The Family Group Decision Making program is headed by Tiffany Lumpkin.  She introduced program participant Rochelle Felder,  a mom who spoke of what it meant for her and her 16-year-old daughter to get into this program.  Felder, an aspiring artist shared that she and her daughter where beginning to have typical troubles that happen between mothers and teen daughters, and that she was beginning to feel a disconnect when she discovered the Family Group Decision Making Program. “It was the best thing that could have happened to us,” says Felder.   

The Inua Ubuntu (Swahili and Bantu meaning “Lift Up, I am because we are”) is a program designed to keep young African-American males-ages 0-18 safely in their homes and to reduce the rate of African-American male children requiring out of home placement.

[Records taken from a collection]
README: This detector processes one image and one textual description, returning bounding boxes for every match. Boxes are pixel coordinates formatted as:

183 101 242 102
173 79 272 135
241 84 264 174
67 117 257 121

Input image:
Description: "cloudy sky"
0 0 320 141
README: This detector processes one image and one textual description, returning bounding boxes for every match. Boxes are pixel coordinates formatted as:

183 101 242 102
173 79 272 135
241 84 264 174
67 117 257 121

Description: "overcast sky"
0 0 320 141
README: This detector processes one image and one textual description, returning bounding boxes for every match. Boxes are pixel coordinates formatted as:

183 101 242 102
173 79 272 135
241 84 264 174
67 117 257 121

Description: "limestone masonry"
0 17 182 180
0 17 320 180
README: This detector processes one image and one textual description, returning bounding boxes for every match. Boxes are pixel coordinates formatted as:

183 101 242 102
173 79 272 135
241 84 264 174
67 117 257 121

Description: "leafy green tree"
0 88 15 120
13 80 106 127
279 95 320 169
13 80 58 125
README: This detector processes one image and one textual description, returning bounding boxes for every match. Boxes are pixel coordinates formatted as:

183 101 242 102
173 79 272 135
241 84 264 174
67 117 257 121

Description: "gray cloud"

> _INSTRUCTIONS TO FOLLOW_: Decide whether each statement agrees with the passage on the two programs, answering yes or no and quoting the deciding words. 1. Tiffany Lumpkin heads the Family Group Decision Making program. 2. Rochelle Felder's daughter is 18 years old. 3. Inua Ubuntu serves African-American males from birth to age 18.

> _SOLUTION FOR THIS PROBLEM_:
1. Yes: "The Family Group Decision Making program is headed by Tiffany Lumpkin."
2. No: "her 16-year-old daughter"
3. Yes: "young African-American males-ages 0-18"